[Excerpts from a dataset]

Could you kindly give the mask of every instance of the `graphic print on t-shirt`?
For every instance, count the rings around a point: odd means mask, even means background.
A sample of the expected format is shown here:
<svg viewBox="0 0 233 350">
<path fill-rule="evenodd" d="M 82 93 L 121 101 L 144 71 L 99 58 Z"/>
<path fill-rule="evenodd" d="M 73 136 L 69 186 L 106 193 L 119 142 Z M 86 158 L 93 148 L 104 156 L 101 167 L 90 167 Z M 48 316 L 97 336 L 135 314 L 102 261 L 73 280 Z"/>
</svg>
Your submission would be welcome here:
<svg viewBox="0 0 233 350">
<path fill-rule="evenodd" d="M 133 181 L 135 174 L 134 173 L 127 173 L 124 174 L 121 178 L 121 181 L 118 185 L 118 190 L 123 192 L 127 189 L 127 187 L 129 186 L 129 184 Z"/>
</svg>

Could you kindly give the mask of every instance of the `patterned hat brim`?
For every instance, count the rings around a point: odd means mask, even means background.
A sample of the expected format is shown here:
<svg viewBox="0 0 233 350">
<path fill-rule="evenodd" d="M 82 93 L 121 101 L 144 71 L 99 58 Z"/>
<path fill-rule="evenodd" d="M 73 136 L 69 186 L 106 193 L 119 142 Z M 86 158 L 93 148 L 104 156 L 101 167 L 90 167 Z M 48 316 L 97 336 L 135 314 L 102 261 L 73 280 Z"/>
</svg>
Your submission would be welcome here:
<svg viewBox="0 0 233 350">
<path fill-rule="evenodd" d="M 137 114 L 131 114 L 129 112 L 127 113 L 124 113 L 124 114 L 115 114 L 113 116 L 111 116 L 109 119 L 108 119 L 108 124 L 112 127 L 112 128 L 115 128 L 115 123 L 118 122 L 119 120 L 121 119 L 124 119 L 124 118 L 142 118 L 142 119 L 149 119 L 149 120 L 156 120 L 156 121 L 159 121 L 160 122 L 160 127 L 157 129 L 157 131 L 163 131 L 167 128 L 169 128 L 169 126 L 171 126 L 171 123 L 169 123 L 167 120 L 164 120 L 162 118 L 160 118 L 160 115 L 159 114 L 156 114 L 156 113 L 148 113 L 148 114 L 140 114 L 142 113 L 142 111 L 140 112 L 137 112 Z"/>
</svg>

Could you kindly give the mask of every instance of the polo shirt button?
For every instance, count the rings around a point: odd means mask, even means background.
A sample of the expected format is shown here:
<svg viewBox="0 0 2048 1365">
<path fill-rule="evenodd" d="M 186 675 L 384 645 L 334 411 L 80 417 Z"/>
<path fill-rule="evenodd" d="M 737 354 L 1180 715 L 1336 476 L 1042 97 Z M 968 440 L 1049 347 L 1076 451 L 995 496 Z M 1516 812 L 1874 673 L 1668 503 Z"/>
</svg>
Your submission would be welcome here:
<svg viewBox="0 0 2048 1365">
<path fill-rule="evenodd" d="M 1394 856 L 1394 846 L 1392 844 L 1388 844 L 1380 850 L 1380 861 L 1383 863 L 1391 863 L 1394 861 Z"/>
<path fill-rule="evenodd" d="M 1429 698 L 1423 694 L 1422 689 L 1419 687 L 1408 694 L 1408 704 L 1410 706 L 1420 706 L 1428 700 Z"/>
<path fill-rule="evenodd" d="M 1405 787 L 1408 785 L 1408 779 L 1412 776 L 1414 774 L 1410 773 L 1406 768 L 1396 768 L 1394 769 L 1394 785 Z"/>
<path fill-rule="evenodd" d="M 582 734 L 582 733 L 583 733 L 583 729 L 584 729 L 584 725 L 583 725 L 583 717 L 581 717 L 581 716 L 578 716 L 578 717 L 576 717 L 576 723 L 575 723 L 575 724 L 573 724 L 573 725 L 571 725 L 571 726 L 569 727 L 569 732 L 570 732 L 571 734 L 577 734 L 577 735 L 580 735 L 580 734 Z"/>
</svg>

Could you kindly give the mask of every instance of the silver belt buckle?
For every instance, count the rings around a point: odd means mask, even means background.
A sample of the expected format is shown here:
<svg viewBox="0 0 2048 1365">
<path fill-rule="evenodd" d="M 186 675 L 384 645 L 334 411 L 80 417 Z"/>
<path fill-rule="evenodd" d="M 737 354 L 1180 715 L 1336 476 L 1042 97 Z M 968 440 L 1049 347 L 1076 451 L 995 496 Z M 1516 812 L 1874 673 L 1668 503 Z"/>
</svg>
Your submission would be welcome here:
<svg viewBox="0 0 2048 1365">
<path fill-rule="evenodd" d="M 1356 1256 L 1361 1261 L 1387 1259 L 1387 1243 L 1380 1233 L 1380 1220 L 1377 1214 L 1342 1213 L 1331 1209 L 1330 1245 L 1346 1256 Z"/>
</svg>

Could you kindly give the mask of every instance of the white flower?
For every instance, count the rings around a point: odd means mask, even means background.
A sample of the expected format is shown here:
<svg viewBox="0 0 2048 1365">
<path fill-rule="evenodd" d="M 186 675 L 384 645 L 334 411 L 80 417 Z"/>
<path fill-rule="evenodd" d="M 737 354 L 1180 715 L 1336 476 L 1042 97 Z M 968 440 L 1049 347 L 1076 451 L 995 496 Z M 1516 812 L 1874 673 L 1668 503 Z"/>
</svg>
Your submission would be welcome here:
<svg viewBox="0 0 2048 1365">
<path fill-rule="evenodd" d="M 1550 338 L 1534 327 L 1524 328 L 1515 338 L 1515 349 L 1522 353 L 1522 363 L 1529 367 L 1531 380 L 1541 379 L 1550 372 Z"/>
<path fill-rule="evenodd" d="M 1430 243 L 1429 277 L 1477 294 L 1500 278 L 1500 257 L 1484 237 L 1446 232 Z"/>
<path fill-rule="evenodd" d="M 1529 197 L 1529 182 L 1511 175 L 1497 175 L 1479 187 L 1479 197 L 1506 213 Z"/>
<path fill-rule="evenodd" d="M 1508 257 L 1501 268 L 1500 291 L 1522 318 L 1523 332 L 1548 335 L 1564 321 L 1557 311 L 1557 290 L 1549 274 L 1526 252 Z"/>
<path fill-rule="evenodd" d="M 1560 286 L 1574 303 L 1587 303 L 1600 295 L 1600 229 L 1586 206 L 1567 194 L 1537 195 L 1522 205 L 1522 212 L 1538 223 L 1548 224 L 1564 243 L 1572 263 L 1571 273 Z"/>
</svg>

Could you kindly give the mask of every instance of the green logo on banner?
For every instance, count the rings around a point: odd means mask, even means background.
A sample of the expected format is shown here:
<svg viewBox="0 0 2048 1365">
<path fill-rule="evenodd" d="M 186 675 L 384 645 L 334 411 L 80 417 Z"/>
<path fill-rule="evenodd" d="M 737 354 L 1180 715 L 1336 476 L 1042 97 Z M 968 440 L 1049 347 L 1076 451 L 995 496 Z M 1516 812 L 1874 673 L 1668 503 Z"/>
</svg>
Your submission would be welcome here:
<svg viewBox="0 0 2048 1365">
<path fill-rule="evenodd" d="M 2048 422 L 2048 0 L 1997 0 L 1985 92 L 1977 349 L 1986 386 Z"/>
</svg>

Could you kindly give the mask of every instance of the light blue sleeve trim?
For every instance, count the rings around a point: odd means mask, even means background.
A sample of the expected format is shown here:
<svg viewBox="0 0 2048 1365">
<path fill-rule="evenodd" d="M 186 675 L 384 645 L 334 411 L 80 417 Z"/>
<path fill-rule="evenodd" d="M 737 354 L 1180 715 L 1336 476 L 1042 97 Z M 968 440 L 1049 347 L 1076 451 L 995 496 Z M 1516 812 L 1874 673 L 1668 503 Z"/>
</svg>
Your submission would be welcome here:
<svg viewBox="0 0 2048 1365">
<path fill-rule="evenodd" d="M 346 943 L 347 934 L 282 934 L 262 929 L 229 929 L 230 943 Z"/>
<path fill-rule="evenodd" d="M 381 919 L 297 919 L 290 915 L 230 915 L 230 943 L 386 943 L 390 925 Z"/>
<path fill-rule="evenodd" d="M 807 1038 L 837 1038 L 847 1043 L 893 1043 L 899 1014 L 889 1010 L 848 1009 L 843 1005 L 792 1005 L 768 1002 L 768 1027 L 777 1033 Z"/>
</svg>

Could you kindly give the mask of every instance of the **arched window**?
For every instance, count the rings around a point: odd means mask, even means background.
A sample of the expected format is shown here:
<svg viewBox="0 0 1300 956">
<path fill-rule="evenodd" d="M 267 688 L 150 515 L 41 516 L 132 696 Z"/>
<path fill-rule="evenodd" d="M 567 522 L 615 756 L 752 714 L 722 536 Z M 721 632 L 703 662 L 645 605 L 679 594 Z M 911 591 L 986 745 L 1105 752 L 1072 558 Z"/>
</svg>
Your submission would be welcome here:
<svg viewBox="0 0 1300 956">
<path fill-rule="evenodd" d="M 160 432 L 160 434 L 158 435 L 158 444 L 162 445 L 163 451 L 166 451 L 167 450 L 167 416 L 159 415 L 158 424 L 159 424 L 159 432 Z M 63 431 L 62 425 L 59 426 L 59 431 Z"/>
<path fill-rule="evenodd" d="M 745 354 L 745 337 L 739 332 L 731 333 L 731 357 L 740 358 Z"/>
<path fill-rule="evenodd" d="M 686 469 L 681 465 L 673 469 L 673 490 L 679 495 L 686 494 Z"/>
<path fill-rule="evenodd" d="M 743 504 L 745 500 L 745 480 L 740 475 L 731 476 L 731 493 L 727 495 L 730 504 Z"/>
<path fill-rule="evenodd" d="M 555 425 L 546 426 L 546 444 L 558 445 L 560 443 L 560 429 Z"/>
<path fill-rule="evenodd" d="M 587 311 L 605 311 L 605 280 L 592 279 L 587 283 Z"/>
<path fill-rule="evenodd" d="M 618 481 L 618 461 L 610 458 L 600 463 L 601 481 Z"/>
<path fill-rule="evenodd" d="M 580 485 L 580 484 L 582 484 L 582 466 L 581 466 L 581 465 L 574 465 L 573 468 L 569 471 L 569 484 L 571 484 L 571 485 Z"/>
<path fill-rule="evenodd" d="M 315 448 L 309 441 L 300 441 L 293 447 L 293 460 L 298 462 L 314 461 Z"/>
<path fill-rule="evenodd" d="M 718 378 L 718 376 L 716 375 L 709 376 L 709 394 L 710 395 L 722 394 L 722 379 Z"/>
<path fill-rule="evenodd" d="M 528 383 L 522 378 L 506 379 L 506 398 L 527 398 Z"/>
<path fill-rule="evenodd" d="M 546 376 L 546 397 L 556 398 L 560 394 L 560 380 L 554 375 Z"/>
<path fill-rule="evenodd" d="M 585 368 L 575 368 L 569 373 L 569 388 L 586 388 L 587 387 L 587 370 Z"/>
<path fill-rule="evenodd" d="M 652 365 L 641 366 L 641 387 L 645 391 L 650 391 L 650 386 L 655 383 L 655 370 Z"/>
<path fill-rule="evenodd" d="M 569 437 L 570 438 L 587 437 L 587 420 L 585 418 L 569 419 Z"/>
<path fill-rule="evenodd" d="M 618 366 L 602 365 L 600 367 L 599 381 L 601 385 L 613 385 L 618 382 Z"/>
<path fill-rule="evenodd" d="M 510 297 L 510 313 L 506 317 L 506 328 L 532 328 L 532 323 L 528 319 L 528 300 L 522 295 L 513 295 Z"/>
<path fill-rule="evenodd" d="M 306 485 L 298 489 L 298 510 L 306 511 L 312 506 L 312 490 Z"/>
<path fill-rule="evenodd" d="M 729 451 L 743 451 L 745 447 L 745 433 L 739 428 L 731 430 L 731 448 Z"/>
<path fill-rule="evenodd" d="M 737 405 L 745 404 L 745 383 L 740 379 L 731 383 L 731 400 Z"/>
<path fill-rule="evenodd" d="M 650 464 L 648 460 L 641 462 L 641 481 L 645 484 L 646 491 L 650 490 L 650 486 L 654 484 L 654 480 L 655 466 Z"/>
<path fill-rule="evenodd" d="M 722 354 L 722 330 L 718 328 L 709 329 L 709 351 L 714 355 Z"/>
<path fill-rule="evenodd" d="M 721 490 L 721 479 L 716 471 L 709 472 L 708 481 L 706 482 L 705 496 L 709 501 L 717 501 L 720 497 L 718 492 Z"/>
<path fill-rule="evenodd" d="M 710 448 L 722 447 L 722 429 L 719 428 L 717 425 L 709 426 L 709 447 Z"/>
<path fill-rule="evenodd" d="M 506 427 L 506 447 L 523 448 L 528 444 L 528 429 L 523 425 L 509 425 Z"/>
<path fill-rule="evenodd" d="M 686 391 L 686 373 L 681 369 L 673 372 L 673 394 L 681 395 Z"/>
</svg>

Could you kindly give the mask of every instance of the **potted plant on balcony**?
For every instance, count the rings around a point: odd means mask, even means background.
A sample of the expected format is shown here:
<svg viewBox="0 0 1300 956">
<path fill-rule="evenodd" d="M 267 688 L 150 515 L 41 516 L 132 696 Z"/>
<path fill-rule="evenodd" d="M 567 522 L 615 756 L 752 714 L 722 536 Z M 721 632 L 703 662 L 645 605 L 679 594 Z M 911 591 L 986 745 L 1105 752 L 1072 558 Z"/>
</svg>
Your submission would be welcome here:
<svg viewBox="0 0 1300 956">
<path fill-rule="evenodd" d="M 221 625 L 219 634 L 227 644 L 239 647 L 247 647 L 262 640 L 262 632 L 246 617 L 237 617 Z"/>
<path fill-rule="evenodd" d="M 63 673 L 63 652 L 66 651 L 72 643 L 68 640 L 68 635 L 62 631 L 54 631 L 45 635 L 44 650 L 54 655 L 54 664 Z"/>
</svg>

### THE PROBLEM
For each line above that includes the word "Could", make a copy of that line.

### RESULT
Could you kindly give the mask of every instance of the `graphic print on t-shirt`?
Could you kindly give the mask of every instance of the `patterned hat brim`?
Could you kindly give the mask of every instance of the polo shirt button?
Could you kindly give the mask of every instance of the silver belt buckle?
Could you kindly give the mask of every instance of the white flower?
Could you kindly give the mask of every instance of the green logo on banner?
Could you kindly give the mask of every instance of the light blue sleeve trim?
Could you kindly give the mask of every instance of the **arched window**?
Could you kindly give the mask of every instance of the **potted plant on balcony**?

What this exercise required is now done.